(Entries from a pointing dataset)
[Start]
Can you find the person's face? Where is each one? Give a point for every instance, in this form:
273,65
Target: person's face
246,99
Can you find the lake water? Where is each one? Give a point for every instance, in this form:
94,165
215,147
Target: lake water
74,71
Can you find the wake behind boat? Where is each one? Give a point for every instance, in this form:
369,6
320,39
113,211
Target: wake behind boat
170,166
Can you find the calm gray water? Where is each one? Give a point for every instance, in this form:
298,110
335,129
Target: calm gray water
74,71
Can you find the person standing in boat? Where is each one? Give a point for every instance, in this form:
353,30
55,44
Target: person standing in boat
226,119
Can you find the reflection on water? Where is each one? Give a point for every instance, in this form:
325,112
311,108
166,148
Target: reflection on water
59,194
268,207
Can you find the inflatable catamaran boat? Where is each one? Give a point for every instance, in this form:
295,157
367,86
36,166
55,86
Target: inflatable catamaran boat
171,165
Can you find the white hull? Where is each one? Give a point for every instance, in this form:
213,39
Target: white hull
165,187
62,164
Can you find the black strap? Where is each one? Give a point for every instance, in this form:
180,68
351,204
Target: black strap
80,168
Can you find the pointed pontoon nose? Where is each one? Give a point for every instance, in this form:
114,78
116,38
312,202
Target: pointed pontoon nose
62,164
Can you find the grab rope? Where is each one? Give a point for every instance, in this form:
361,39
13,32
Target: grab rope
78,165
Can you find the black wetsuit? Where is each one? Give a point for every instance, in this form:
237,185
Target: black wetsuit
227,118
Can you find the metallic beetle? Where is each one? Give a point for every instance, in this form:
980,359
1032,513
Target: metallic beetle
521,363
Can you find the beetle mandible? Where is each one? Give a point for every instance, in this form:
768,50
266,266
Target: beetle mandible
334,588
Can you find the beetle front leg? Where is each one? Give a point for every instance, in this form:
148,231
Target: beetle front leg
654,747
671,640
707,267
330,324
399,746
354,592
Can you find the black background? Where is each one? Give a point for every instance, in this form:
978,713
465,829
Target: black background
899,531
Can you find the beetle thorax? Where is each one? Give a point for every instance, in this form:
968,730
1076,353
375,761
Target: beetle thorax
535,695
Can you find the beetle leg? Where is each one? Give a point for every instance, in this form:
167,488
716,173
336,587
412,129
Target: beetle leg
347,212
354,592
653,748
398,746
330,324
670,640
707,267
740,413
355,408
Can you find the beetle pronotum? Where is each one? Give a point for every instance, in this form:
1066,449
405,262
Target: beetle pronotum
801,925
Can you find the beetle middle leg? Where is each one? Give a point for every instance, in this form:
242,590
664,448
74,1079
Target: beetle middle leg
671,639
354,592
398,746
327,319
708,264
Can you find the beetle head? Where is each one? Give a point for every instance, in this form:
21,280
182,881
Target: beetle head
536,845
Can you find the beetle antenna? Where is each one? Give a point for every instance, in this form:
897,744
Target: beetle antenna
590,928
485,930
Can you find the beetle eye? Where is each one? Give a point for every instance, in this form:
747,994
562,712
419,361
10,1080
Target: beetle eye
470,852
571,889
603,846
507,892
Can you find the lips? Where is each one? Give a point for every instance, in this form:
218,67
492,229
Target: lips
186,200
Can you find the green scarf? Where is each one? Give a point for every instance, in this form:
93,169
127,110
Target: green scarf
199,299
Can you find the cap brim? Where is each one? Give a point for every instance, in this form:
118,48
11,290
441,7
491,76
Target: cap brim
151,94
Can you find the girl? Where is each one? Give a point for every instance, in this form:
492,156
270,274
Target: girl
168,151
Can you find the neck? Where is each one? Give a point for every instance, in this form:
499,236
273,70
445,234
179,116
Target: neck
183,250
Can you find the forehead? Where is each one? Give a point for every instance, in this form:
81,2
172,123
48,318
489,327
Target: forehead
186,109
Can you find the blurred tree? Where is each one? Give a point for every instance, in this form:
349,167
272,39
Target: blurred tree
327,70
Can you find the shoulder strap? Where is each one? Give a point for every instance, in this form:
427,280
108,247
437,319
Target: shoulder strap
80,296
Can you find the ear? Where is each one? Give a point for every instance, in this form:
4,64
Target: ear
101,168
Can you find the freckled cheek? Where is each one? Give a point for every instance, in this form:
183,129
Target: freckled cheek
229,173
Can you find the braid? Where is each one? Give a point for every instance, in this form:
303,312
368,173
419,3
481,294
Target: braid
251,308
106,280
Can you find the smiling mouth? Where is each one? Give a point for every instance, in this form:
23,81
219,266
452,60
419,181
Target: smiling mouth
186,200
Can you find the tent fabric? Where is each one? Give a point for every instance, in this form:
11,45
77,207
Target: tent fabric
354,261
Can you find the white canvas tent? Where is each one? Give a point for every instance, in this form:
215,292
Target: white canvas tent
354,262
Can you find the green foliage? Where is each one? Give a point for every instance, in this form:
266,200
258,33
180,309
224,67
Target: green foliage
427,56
[End]
● **The problem**
Update the records above by changing every "Give a point for every instance" to "Mark each instance with a point" and leaving everything else as it is.

● **Answer to the task**
Can you find the person's face? Where is each one? Mark each instance with a point, in this form:
273,65
Target: person's face
246,99
Can you find the lake water? Where is each one? Mark each instance with a point, in this form:
94,165
215,147
Target: lake water
74,71
Can you find the wake behind boat? Where is each one? Mark each instance with a point, in this form:
369,6
320,39
113,211
Target: wake behind boat
170,166
Can you find the calm gray water? Where is each one? Mark each instance with a point, in this form:
298,110
335,129
Target: calm gray water
74,71
Can you find the person standing in boat? Where is each one? Mark each instance with a point, in this form:
353,30
55,44
Target: person standing in boat
226,119
Can you find the reflection on water? Where is each one? Mark each instance with a point, in this form:
325,112
311,108
166,148
Target: reflection on water
59,194
268,207
Can you find the inflatable catamaran boat? Where is each one? Mark each instance with a point, in this form:
295,157
367,86
36,166
55,86
Target: inflatable catamaran boat
171,165
Can you find the white hull? Where is each one? Mark each instance with a point, in this form:
213,39
Target: white hull
165,187
62,164
Can you find the black strap? Where is each one? Mark each instance with a point, in this form:
180,68
351,204
Target: black strap
80,168
Can you find the pointed pontoon nose? Where is each one? Mark each instance with a point, in this form:
114,78
116,38
312,202
Target: pointed pontoon nose
62,164
Can you find the grab rope? Where is each one? Mark each instance with a point, in this form:
361,39
13,32
Target: grab rope
78,165
Can you find the black wetsuit? Where is each one? Mark each instance with a point, in this form:
237,185
Target: black wetsuit
227,118
Can you find the metallic beetle? Where is each one? Mark each instance with a point, in this form:
980,359
1032,513
Target: metallic beetle
521,363
Can you find the beetle mandible? Where is each one? Mark each instance with a point, in this form:
768,50
266,266
Target: beetle mandible
334,588
Can you find the beetle front leg? Where is each one? Mark each instance with a point, in this form:
148,231
Target: beetle front leg
654,747
671,640
707,267
330,324
399,746
354,592
Can you find the black background? Where is each one? Mark each instance with a point, in this form:
978,713
465,829
Target: black background
899,531
Can you find the beetle thorax? Where is each one? Mark each instance with a point, in this form:
968,730
1076,353
375,761
Target: beetle thorax
535,695
Can you find the beetle leg? Where is each one? Mark each instance with a point, in this form:
167,488
716,173
336,587
412,129
Target: beetle leg
347,212
354,592
653,748
398,746
330,324
670,640
707,267
740,413
355,408
Can you find the beetle pronotum? Where is each one? Mark each instance with a point, in this form:
1066,449
405,262
Target: beetle pronotum
801,925
Can you find the beetle middle leg? Where is each one? Mark each instance with a point, in this form:
242,590
664,448
74,1079
Target: beetle middle leg
671,639
354,592
398,746
327,319
708,264
Can you find the beetle head? Where is each one? Mark each instance with a point, in this form:
21,280
182,881
Target: beetle head
536,845
Can you find the beetle antenna? Where is each one? Mark each instance with a point, in this form:
897,744
Target: beetle antenna
590,928
485,930
Can you find the beetle eye? Where is each one? Mark each instance with a point, in this form:
747,994
562,712
419,361
10,1080
Target: beetle eye
470,852
571,889
603,846
507,892
Can you find the lips? Where is each one? Mark each instance with a point, in this form:
218,67
492,229
Target: lips
186,200
Can you find the green scarf? Where is each one? Mark each instance with a point, in this form:
93,169
127,110
Target: green scarf
199,299
Can you find the cap brim? Where is each one? Mark each instance with a point, in this form:
118,48
11,290
441,7
491,76
Target: cap brim
151,94
Can you find the girl? Where is each one? Mark each instance with a point, in this form:
492,156
270,274
Target: girl
168,151
Can you find the neck? Where is each one? Mark each instance with a point, in this form:
499,236
273,70
445,234
179,116
Target: neck
183,250
Can you find the forehead? Where is each one? Mark each instance with a point, in this form:
81,2
172,123
48,318
489,327
Target: forehead
186,109
Can you find the blurred tree? Where is each one? Mark each instance with a point, in this form:
349,167
272,39
Target: blurred tree
327,70
Can you find the shoulder strap? Where is each one? Mark each instance with a point, in this form:
427,280
108,247
437,319
Target: shoulder strap
80,296
Can you find the ear? Where is each one? Mark each instance with a point, in this form:
4,64
Target: ear
101,168
Can you find the freckled cheek? Where is each one? Mark each instance with a point, in this form:
183,129
Target: freckled cheek
229,173
Can you find the braid? Where is each one? Mark each instance with a point, in this form:
303,312
368,173
419,3
481,294
Target: braid
251,308
106,280
Can you find the smiling mouth? Where is each one? Mark each instance with a point, in this form:
23,81
219,266
452,60
419,181
Target: smiling mouth
186,200
Can you find the tent fabric? Where is each one? Mark each instance with a point, in this form:
11,45
77,207
Target: tent fabric
354,261
Can you find the white canvas tent? Where is each one? Mark each instance with a point, in this form:
215,292
Target: white canvas tent
354,262
Can you find the green foliage? Where is each one? Mark each instance with a point, in this form:
266,200
258,33
180,309
224,67
Target: green foliage
427,56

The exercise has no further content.